• **WHAT NEEDS TO BE DONE**
Every line from the one containing "Phrase: asphalt road" to the one containing "Phrase: planting bed" in the records below, both included, must be set down exactly, and no other line.

• **INPUT**
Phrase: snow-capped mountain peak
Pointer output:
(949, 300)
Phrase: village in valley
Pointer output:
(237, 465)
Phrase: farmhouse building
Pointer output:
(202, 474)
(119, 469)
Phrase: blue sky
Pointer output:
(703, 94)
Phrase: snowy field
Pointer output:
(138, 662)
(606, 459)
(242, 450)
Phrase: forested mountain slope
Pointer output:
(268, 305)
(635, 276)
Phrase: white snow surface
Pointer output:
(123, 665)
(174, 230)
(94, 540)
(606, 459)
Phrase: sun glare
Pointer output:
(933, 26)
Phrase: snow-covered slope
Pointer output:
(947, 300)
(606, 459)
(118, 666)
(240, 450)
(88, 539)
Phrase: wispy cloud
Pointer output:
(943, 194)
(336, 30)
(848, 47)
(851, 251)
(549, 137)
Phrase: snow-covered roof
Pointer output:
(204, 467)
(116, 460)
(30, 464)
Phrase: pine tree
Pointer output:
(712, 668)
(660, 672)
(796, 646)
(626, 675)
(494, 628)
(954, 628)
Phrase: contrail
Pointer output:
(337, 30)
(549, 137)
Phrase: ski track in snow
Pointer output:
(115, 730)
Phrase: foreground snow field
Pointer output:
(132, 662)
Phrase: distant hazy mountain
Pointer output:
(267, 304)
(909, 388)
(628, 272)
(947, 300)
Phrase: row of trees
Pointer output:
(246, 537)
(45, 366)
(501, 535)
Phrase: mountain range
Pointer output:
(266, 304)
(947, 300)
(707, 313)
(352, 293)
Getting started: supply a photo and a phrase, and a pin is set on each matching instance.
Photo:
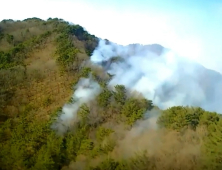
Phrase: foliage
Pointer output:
(26, 138)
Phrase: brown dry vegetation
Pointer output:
(110, 132)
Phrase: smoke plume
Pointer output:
(85, 91)
(160, 75)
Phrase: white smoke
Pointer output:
(163, 77)
(85, 91)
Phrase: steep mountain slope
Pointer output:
(170, 79)
(62, 109)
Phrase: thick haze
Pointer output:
(161, 75)
(190, 28)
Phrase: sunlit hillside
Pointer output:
(57, 110)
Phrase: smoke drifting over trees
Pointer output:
(160, 75)
(124, 113)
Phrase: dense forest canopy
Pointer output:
(44, 125)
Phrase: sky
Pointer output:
(191, 28)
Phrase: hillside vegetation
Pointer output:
(40, 63)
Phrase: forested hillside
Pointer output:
(42, 63)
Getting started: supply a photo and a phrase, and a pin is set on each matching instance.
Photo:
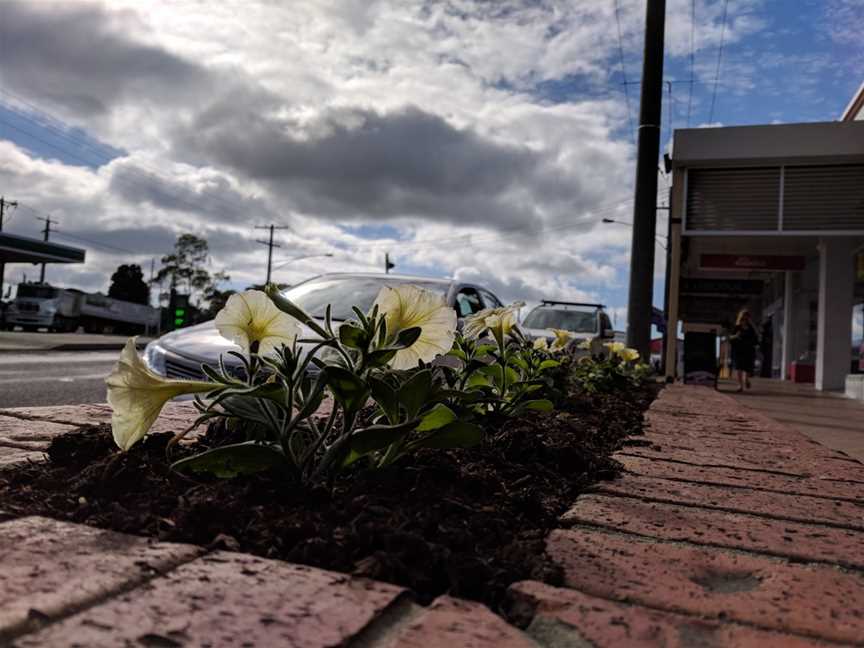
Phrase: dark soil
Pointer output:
(464, 522)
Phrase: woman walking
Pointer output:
(744, 341)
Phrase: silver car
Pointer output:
(586, 321)
(181, 353)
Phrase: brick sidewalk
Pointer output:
(726, 529)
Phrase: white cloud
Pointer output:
(439, 119)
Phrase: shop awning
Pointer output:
(21, 249)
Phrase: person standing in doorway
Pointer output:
(744, 341)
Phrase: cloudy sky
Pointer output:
(479, 139)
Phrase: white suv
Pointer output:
(585, 321)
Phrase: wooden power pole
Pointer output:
(640, 300)
(270, 245)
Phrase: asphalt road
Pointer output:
(54, 377)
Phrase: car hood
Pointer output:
(204, 343)
(550, 334)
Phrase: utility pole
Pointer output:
(639, 304)
(4, 204)
(270, 245)
(47, 233)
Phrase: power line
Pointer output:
(624, 72)
(719, 59)
(516, 230)
(692, 60)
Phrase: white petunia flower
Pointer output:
(562, 338)
(250, 317)
(406, 306)
(136, 396)
(629, 355)
(615, 347)
(498, 321)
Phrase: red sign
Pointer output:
(752, 262)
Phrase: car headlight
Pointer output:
(154, 356)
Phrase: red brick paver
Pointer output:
(674, 470)
(800, 508)
(453, 623)
(726, 529)
(227, 599)
(566, 615)
(52, 568)
(752, 589)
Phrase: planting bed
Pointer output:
(464, 522)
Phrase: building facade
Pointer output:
(771, 218)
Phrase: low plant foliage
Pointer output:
(397, 378)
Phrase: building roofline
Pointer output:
(855, 105)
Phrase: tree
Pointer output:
(127, 283)
(186, 271)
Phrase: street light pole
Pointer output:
(639, 305)
(4, 204)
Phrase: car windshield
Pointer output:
(569, 320)
(344, 292)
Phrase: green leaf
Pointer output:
(478, 379)
(353, 336)
(232, 460)
(347, 388)
(380, 357)
(386, 398)
(457, 434)
(458, 353)
(494, 372)
(436, 418)
(520, 362)
(540, 405)
(484, 349)
(375, 437)
(549, 364)
(414, 392)
(313, 397)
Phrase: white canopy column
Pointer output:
(834, 323)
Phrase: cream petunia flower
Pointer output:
(629, 355)
(136, 396)
(250, 317)
(406, 306)
(562, 338)
(499, 321)
(615, 347)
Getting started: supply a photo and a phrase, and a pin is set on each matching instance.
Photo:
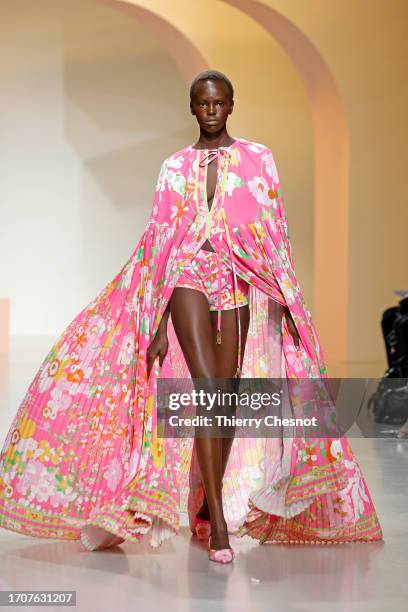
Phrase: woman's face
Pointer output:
(211, 105)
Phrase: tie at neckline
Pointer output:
(211, 155)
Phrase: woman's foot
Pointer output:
(219, 549)
(219, 536)
(95, 538)
(204, 513)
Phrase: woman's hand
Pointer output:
(292, 327)
(158, 347)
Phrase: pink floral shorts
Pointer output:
(203, 274)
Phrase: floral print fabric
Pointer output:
(83, 449)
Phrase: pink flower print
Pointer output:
(59, 400)
(113, 474)
(179, 211)
(37, 479)
(127, 349)
(294, 357)
(270, 167)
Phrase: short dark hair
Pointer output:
(212, 75)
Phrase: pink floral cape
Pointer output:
(83, 449)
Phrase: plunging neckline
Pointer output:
(191, 148)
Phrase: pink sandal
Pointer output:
(202, 528)
(222, 555)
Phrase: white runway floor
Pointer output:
(178, 576)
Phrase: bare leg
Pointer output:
(195, 328)
(226, 358)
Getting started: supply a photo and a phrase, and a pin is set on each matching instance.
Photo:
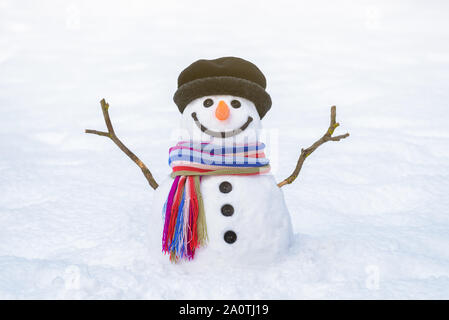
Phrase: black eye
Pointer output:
(236, 104)
(208, 102)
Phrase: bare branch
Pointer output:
(306, 152)
(111, 134)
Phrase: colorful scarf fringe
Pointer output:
(185, 227)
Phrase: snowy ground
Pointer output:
(370, 214)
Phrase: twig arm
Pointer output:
(111, 134)
(306, 152)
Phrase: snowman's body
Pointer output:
(259, 218)
(246, 216)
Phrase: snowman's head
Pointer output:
(222, 99)
(221, 117)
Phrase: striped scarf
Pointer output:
(184, 217)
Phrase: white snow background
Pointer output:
(370, 213)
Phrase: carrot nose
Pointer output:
(222, 111)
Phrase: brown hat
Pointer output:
(227, 75)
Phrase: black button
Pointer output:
(230, 236)
(227, 210)
(225, 187)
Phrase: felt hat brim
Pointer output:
(223, 85)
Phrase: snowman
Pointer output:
(220, 201)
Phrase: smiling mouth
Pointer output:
(222, 134)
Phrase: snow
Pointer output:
(369, 214)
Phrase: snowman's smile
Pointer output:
(222, 134)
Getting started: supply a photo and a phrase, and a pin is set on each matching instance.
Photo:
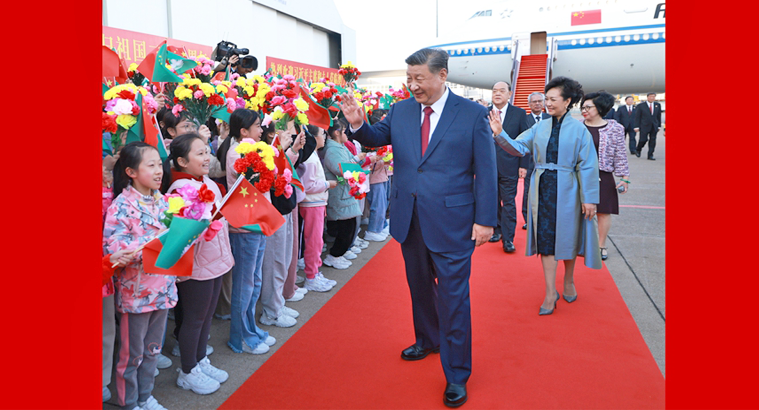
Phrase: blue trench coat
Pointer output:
(578, 183)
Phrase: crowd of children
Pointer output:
(233, 269)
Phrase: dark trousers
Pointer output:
(507, 207)
(631, 135)
(199, 299)
(440, 309)
(648, 135)
(344, 231)
(526, 193)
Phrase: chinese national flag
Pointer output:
(586, 17)
(317, 115)
(247, 208)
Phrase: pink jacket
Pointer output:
(130, 221)
(612, 153)
(212, 258)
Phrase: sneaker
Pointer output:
(290, 312)
(175, 351)
(281, 321)
(337, 263)
(374, 236)
(196, 381)
(349, 255)
(330, 281)
(163, 362)
(261, 348)
(217, 374)
(150, 404)
(318, 285)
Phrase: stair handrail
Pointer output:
(514, 70)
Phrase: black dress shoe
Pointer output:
(455, 395)
(508, 246)
(416, 352)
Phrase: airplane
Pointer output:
(614, 45)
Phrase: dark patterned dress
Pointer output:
(547, 192)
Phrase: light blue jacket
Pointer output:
(340, 204)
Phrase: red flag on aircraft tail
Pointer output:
(586, 17)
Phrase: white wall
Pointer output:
(249, 24)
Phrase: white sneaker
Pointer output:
(217, 374)
(349, 255)
(163, 362)
(175, 351)
(318, 285)
(196, 381)
(260, 349)
(374, 236)
(150, 404)
(330, 281)
(290, 312)
(337, 263)
(281, 321)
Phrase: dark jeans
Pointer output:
(344, 231)
(199, 302)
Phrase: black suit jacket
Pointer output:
(626, 119)
(645, 120)
(526, 161)
(514, 123)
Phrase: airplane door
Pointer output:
(538, 43)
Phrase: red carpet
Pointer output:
(587, 355)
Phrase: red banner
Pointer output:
(133, 46)
(586, 17)
(309, 73)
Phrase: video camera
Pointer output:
(226, 49)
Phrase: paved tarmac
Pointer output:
(636, 250)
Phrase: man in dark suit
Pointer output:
(514, 120)
(648, 122)
(443, 155)
(626, 116)
(526, 164)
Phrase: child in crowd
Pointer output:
(199, 293)
(342, 207)
(143, 299)
(278, 253)
(247, 247)
(312, 210)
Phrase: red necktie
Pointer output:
(426, 128)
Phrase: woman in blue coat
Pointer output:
(564, 189)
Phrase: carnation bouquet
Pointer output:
(349, 72)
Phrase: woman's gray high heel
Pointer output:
(549, 311)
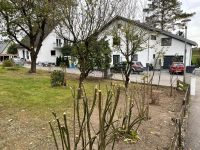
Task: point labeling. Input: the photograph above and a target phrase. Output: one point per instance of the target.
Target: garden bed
(24, 125)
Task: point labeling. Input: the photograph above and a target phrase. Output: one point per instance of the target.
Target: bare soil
(24, 129)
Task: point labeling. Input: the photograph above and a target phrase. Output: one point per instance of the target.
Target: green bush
(57, 78)
(7, 63)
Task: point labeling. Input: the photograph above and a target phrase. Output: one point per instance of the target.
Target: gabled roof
(3, 45)
(26, 39)
(147, 27)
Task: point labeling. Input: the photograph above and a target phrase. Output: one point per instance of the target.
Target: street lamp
(185, 51)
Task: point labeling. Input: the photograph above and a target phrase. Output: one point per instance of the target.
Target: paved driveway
(165, 76)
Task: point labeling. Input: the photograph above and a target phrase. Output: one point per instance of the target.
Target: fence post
(179, 133)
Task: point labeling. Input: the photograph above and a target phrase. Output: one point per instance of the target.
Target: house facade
(49, 50)
(172, 46)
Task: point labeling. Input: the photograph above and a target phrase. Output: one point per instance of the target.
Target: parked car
(118, 67)
(121, 66)
(176, 68)
(18, 61)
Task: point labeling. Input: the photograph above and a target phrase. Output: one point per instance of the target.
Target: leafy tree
(12, 49)
(100, 54)
(66, 50)
(30, 19)
(132, 40)
(163, 13)
(82, 21)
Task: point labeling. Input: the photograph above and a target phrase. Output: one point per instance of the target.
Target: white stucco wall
(44, 54)
(49, 44)
(177, 47)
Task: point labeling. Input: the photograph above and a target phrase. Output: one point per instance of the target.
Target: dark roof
(147, 27)
(3, 45)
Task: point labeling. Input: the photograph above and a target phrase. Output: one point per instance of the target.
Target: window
(116, 41)
(153, 37)
(166, 42)
(119, 25)
(53, 53)
(27, 54)
(58, 42)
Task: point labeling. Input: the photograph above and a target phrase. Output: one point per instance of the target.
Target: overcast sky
(194, 25)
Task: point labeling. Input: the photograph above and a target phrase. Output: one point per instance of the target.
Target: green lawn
(20, 89)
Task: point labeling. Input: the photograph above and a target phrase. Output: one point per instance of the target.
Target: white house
(172, 45)
(49, 50)
(4, 45)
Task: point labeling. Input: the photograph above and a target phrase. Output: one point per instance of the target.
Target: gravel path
(193, 131)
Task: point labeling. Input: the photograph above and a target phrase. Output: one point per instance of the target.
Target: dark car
(121, 66)
(137, 67)
(176, 68)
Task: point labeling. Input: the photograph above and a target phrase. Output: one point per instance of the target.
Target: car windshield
(178, 64)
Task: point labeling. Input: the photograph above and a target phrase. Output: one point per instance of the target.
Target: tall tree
(164, 13)
(81, 23)
(28, 19)
(130, 39)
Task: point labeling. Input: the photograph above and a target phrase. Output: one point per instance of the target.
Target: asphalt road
(165, 76)
(193, 131)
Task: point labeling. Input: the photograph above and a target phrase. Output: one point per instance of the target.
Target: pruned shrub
(7, 63)
(57, 78)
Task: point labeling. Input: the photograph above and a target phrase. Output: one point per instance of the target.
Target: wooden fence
(177, 141)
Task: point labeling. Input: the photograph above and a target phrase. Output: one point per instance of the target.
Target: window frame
(54, 52)
(168, 43)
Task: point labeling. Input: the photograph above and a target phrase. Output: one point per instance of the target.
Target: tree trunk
(127, 81)
(105, 73)
(33, 63)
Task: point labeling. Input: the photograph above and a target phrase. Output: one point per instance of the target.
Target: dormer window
(166, 41)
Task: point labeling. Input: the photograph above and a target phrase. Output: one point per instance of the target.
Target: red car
(176, 67)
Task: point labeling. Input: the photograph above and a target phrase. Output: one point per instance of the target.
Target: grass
(18, 89)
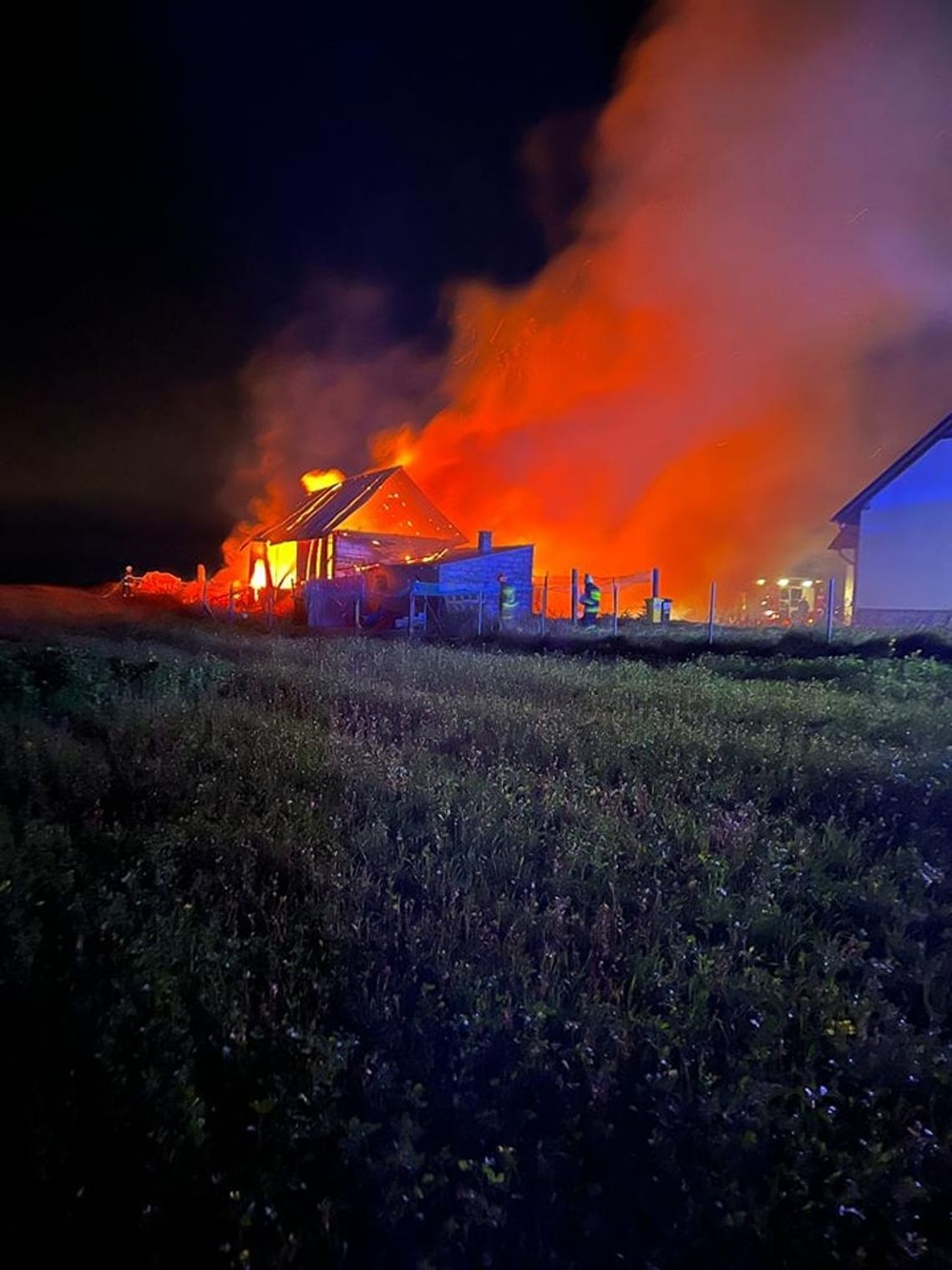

• **SOLUTION BELOW**
Phrase: asphalt road
Pointer output:
(54, 377)
Phrase: car hood
Pointer output:
(204, 343)
(550, 334)
Phrase: utility pole
Pointer output:
(639, 304)
(4, 204)
(270, 245)
(47, 233)
Phrase: power line
Pointer output:
(624, 72)
(719, 59)
(516, 230)
(692, 60)
Phrase: white petunia flower
Pointer output:
(562, 338)
(250, 317)
(406, 306)
(136, 396)
(629, 355)
(615, 347)
(498, 321)
Phrase: red sign
Pointer output:
(752, 262)
Phrase: car headlight
Pointer output:
(154, 356)
Phrase: red brick paver
Pointer output:
(674, 470)
(800, 508)
(453, 623)
(726, 529)
(227, 599)
(566, 615)
(52, 568)
(752, 589)
Phrase: planting bed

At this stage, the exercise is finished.